Show every line of the records below that contains the word "black", treating uppercase and lowercase as distinct.

_ENTRIES SHOWN_:
· · · · · · ·
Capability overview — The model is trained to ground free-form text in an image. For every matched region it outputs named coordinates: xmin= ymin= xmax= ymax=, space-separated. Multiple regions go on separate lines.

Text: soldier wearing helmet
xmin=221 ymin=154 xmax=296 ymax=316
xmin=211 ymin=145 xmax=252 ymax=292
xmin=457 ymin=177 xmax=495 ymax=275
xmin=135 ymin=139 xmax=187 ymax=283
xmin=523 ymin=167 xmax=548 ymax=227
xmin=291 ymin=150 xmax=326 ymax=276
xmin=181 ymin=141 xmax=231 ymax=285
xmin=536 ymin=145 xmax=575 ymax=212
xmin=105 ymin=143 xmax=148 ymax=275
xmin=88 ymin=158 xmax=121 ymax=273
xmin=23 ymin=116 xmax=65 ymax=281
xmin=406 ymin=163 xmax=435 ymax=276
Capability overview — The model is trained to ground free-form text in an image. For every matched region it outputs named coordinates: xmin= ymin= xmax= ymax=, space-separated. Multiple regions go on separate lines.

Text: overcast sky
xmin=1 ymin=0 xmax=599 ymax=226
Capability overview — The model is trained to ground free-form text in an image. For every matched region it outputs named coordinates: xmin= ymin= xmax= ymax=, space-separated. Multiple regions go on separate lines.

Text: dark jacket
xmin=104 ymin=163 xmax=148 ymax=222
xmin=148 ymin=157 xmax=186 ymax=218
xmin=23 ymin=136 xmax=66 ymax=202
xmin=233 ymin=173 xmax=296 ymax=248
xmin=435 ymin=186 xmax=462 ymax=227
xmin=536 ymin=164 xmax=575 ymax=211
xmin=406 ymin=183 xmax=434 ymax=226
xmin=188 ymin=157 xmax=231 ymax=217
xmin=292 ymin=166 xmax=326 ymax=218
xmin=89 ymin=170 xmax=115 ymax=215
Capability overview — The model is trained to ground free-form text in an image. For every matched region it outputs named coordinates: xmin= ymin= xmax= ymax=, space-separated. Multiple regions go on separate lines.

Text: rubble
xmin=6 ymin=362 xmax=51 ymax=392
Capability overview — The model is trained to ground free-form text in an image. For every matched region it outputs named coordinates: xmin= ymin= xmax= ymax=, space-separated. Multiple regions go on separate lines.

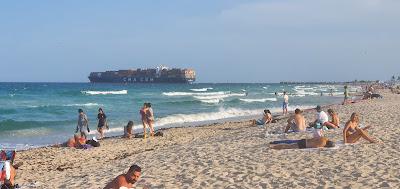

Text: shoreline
xmin=10 ymin=95 xmax=348 ymax=152
xmin=12 ymin=89 xmax=400 ymax=188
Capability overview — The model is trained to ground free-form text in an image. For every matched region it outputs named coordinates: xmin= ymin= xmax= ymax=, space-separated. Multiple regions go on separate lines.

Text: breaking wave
xmin=81 ymin=90 xmax=128 ymax=95
xmin=190 ymin=87 xmax=213 ymax=92
xmin=239 ymin=98 xmax=278 ymax=103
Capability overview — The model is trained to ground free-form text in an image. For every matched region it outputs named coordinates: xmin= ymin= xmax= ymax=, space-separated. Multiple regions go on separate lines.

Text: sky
xmin=0 ymin=0 xmax=400 ymax=83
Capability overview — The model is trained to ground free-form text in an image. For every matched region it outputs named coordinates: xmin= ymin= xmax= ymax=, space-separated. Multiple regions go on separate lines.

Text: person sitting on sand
xmin=343 ymin=112 xmax=377 ymax=143
xmin=328 ymin=109 xmax=340 ymax=128
xmin=65 ymin=134 xmax=86 ymax=148
xmin=285 ymin=108 xmax=306 ymax=133
xmin=75 ymin=109 xmax=90 ymax=138
xmin=310 ymin=105 xmax=339 ymax=129
xmin=124 ymin=121 xmax=133 ymax=138
xmin=270 ymin=137 xmax=335 ymax=150
xmin=104 ymin=165 xmax=142 ymax=189
xmin=97 ymin=108 xmax=108 ymax=139
xmin=253 ymin=109 xmax=272 ymax=125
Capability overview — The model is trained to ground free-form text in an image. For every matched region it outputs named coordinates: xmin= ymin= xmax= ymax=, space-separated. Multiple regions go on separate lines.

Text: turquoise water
xmin=0 ymin=83 xmax=352 ymax=148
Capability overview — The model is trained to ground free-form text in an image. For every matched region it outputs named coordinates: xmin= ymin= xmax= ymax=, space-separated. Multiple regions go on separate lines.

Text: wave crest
xmin=81 ymin=90 xmax=128 ymax=95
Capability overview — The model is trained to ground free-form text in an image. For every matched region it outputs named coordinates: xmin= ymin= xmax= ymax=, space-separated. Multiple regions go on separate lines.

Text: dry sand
xmin=16 ymin=90 xmax=400 ymax=188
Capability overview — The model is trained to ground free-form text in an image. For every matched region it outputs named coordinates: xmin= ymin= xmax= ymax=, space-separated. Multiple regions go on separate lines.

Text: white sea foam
xmin=193 ymin=93 xmax=246 ymax=100
xmin=200 ymin=99 xmax=223 ymax=104
xmin=81 ymin=90 xmax=128 ymax=95
xmin=64 ymin=103 xmax=102 ymax=107
xmin=239 ymin=98 xmax=278 ymax=103
xmin=162 ymin=91 xmax=230 ymax=96
xmin=190 ymin=87 xmax=213 ymax=92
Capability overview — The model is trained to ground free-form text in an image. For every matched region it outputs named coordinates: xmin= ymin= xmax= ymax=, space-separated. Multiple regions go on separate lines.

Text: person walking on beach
xmin=139 ymin=103 xmax=148 ymax=138
xmin=104 ymin=164 xmax=142 ymax=189
xmin=146 ymin=103 xmax=154 ymax=137
xmin=282 ymin=91 xmax=289 ymax=115
xmin=97 ymin=108 xmax=108 ymax=139
xmin=343 ymin=85 xmax=349 ymax=105
xmin=75 ymin=109 xmax=90 ymax=139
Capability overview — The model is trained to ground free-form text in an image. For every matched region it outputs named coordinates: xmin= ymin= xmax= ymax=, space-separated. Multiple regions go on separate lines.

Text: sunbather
xmin=270 ymin=137 xmax=335 ymax=150
xmin=253 ymin=110 xmax=272 ymax=125
xmin=328 ymin=109 xmax=340 ymax=128
xmin=310 ymin=105 xmax=339 ymax=129
xmin=285 ymin=108 xmax=306 ymax=133
xmin=104 ymin=165 xmax=142 ymax=189
xmin=343 ymin=112 xmax=377 ymax=143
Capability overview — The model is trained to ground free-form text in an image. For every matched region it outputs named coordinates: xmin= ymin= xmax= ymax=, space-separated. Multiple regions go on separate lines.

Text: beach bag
xmin=86 ymin=139 xmax=100 ymax=147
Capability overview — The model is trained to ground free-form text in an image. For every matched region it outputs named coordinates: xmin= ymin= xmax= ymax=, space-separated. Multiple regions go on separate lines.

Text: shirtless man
xmin=282 ymin=91 xmax=289 ymax=115
xmin=104 ymin=165 xmax=142 ymax=189
xmin=270 ymin=137 xmax=335 ymax=150
xmin=253 ymin=110 xmax=272 ymax=125
xmin=285 ymin=108 xmax=306 ymax=133
xmin=310 ymin=105 xmax=339 ymax=129
xmin=343 ymin=113 xmax=377 ymax=143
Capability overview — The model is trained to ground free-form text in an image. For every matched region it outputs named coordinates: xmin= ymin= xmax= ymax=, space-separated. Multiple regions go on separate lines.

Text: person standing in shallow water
xmin=97 ymin=108 xmax=108 ymax=139
xmin=75 ymin=109 xmax=90 ymax=139
xmin=146 ymin=103 xmax=154 ymax=137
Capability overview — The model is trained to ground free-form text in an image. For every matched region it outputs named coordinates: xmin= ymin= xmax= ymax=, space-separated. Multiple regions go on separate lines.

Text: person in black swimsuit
xmin=97 ymin=108 xmax=108 ymax=139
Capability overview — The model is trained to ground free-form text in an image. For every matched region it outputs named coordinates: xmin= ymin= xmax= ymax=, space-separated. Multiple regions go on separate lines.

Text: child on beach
xmin=343 ymin=112 xmax=377 ymax=143
xmin=124 ymin=121 xmax=133 ymax=138
xmin=282 ymin=91 xmax=289 ymax=115
xmin=75 ymin=109 xmax=90 ymax=139
xmin=97 ymin=108 xmax=108 ymax=139
xmin=284 ymin=108 xmax=306 ymax=133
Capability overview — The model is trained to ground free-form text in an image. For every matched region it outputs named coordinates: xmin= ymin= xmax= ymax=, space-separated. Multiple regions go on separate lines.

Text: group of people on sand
xmin=62 ymin=102 xmax=156 ymax=148
xmin=253 ymin=99 xmax=376 ymax=149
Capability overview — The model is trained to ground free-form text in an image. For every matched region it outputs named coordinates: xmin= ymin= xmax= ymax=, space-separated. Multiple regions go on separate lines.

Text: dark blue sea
xmin=0 ymin=83 xmax=356 ymax=149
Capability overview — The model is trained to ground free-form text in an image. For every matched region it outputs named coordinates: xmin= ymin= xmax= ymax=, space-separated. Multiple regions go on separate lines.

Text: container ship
xmin=89 ymin=66 xmax=196 ymax=83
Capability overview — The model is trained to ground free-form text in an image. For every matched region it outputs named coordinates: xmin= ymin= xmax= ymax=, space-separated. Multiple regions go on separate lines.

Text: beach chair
xmin=0 ymin=148 xmax=17 ymax=164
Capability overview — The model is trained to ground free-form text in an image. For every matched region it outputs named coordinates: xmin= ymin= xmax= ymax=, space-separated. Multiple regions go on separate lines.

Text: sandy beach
xmin=16 ymin=89 xmax=400 ymax=188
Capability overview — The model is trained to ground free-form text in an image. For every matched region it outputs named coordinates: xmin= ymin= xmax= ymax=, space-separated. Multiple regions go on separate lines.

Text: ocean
xmin=0 ymin=83 xmax=357 ymax=149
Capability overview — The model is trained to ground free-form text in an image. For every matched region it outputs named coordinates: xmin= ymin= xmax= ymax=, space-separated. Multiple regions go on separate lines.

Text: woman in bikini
xmin=328 ymin=109 xmax=340 ymax=128
xmin=343 ymin=113 xmax=376 ymax=143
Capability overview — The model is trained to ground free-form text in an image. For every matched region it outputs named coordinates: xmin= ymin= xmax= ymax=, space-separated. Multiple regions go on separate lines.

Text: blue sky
xmin=0 ymin=0 xmax=400 ymax=82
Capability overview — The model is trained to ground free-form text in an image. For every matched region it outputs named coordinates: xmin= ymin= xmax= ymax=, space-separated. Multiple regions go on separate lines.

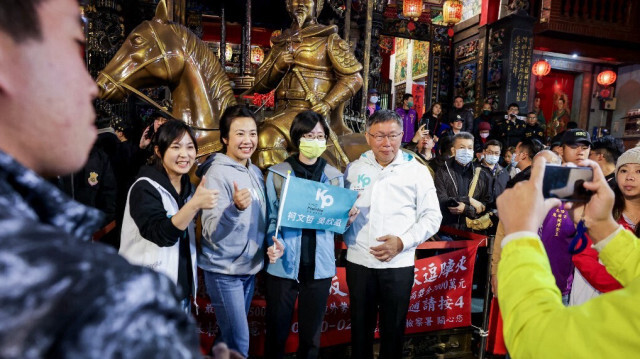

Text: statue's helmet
xmin=285 ymin=0 xmax=324 ymax=19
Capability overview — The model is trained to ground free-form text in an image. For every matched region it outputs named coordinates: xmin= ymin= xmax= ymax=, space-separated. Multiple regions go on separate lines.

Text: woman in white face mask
xmin=367 ymin=89 xmax=380 ymax=116
xmin=265 ymin=111 xmax=358 ymax=358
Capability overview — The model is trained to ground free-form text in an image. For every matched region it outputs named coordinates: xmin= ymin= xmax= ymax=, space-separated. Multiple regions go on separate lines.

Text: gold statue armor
xmin=253 ymin=24 xmax=362 ymax=168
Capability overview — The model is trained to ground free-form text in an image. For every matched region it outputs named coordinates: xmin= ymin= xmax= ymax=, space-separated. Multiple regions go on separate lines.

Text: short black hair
xmin=451 ymin=131 xmax=473 ymax=146
xmin=220 ymin=105 xmax=258 ymax=152
xmin=591 ymin=136 xmax=624 ymax=164
xmin=518 ymin=138 xmax=544 ymax=159
xmin=151 ymin=120 xmax=198 ymax=168
xmin=289 ymin=111 xmax=329 ymax=148
xmin=366 ymin=110 xmax=404 ymax=132
xmin=0 ymin=0 xmax=47 ymax=43
xmin=483 ymin=140 xmax=502 ymax=152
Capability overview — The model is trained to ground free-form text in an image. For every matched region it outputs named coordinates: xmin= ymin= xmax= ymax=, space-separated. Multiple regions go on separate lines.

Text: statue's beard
xmin=293 ymin=12 xmax=307 ymax=28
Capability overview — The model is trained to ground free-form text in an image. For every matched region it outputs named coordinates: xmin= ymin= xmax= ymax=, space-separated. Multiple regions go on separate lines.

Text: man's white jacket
xmin=344 ymin=151 xmax=442 ymax=269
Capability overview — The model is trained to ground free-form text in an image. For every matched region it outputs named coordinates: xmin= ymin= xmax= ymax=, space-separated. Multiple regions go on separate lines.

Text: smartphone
xmin=446 ymin=199 xmax=460 ymax=207
xmin=542 ymin=165 xmax=593 ymax=202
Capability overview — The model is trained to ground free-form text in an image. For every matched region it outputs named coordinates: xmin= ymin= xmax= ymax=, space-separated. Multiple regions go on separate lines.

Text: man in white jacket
xmin=344 ymin=110 xmax=442 ymax=359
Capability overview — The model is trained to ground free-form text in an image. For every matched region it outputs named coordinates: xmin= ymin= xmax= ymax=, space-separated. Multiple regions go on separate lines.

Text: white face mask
xmin=484 ymin=155 xmax=500 ymax=166
xmin=456 ymin=148 xmax=473 ymax=166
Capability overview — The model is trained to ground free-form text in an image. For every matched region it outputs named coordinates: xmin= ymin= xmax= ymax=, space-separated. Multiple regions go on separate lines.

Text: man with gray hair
· · · · · · ·
_OUTPUT BELOW_:
Text: person in black swimsuit
Text: short black hair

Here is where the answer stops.